[Exercise passage]
When you imagine a willow tree, you might picture it next to a stream or pond with its branches gently cascading to the ground. If you are fortunate enough to have one on your property, you know how beautiful these trees can truly be! Willow trees are low maintenance, but it never hurts to be safe. Call Whatcom Tree Service today to learn more about our services, including tree care, tree removal, and stump removal. Today, we want to share all about willow trees.

Where Do Willow Trees Grow?

Willow trees prefer to grow where they have access to moist soil, but they can do just fine in areas where they see plenty of water! They demand a lot of room to grow because of their size. Even if a willow tree doesn’t seem to be that large, their root systems are massive. These are deciduous trees, and they have green leaves with small, yellow flowers that bloom in the later months of spring. These trees grow quite quickly, and they add plenty of shade and beauty to any property. The best time to plant a willow tree is anywhere from the end of January to the middle of March, so you had better plant one soon if you want to!

How Do You Care for a Willow Tree?

Willow trees, as we mentioned earlier, are pretty low maintenance plants! However, just like any tree, they do require a little pruning from time to time in order to keep the tree healthy and shaped the way you would like it to be. Willow tree fertilizer is also a great way to ensure that your willow tree is getting all of the nutrients it needs to thrive. Older and more established willow trees do best with fertilizers that contain organic-based macro and micronutrients in order to get all of the nutrition it needs to stay sturdy and strong.

Why do Willow Trees Need to be Pruned?
[/Exercise passage]
[Dataset excerpts]
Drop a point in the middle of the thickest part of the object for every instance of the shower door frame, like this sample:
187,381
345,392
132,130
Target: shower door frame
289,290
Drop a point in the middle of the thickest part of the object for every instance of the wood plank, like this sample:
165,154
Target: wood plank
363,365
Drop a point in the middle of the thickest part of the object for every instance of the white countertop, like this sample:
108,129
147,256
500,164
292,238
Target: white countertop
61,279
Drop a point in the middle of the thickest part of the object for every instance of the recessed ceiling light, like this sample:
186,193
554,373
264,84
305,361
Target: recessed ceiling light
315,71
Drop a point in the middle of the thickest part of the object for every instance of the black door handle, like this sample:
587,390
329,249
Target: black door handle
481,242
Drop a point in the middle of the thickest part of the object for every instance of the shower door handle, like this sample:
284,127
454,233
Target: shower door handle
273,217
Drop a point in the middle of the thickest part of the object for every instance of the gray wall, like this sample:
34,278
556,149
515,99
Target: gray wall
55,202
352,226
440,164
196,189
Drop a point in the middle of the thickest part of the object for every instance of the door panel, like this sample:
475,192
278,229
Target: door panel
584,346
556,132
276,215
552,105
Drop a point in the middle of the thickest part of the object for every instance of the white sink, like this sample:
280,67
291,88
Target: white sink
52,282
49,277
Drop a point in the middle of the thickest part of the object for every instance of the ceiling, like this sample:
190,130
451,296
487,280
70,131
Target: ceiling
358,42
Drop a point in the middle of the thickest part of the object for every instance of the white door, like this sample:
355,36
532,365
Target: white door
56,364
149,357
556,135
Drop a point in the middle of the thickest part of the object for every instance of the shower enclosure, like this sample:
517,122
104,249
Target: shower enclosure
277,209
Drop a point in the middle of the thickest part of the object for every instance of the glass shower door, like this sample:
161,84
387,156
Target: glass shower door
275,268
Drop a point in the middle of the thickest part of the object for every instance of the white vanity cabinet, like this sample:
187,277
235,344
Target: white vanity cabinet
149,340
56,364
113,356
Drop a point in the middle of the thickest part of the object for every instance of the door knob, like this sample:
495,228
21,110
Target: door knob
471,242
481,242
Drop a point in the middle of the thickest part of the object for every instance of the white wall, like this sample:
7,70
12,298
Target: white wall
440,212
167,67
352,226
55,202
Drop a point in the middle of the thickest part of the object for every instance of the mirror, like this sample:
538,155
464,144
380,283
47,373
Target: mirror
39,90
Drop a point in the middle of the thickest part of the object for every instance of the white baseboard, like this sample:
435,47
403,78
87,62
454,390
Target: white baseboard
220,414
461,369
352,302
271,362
[/Dataset excerpts]
- [What to do]:
Pick up the article on willow trees after its final heading and continue writing it. The records were drawn from a separate, unrelated source.

- [Answer for this exercise]:
Willow trees need to be pruned so that they can develop a strong center, trunk, and roots. When you prune your willow tree regularly, it can encourage healthy amounts of growth and keep the wood balanced, as it is a softwood tree. Once your willow tree has grown to the point where the drooping fronds can reach the ground, then you are able to prune away a clearing beneath the tree, if you would like. Any dead or broken branches need to be removed from the tree during the pruning process, so if you call in Whatcom Tree Service to take care of it for you, we would be happy to help. If there are any suckers growing from the soil floor all the way to the trunk, those will need to be removed, as they can stress the tree and lead to damages.

What Problems Can Arise from a Willow Tree?

Like most trees, there are some pests and ailments that target willow trees specifically.

  • Gypsy moths – These moth caterpillars like to feed off of willow trees in between late May and early July. If you do get gypsy moths on your willow, they can defoliate the tree and leave it vulnerable to other pests and diseases.
  • Crown gall – This bacteria causes galls to form on both the stems and the roots of your willow. It can lead to growth stunting, odd coloration changes, and dieback. It can also lead to decaying galls, which make the willow more vulnerable to illness.
  • Willow scab – Willow scab is a fungus, and it can kill young willow tree branches and leaves in almost no time at all. You will be able to detect willow scab by checking for olive green spore masses along the veins or undersides of the leaves. This disease often goes hand in hand with black canker.
  • Black canker – This disease, which often happens along with willow scab, causes your tree to develop dark spots on its leaves. There also may be gray-white lesions on the stems and twigs. If not treated, this can result in tree death.
  • Bagworm – Another type of dangerous moth, their caterpillars dine on willow tree twigs and leaves. Defoliation is one sign, but perhaps the most obvious sign that your willow has a bagworm issue is the appearance of two-inch long bags of touch silk that usually hang from the branches of the willow. The defoliation caused by the bagworm can make the tree more vulnerable to other pests and slow the growth significantly.
  • Willow leaf beetle – The larvae of the leaf beetle and the adult leaf beetles both will eat a willow tree to the point of no return. If you notice defoliation, brown leaves, and metallic, green-blue beetles feeding in clusters, you have a willow leaf beetle problem.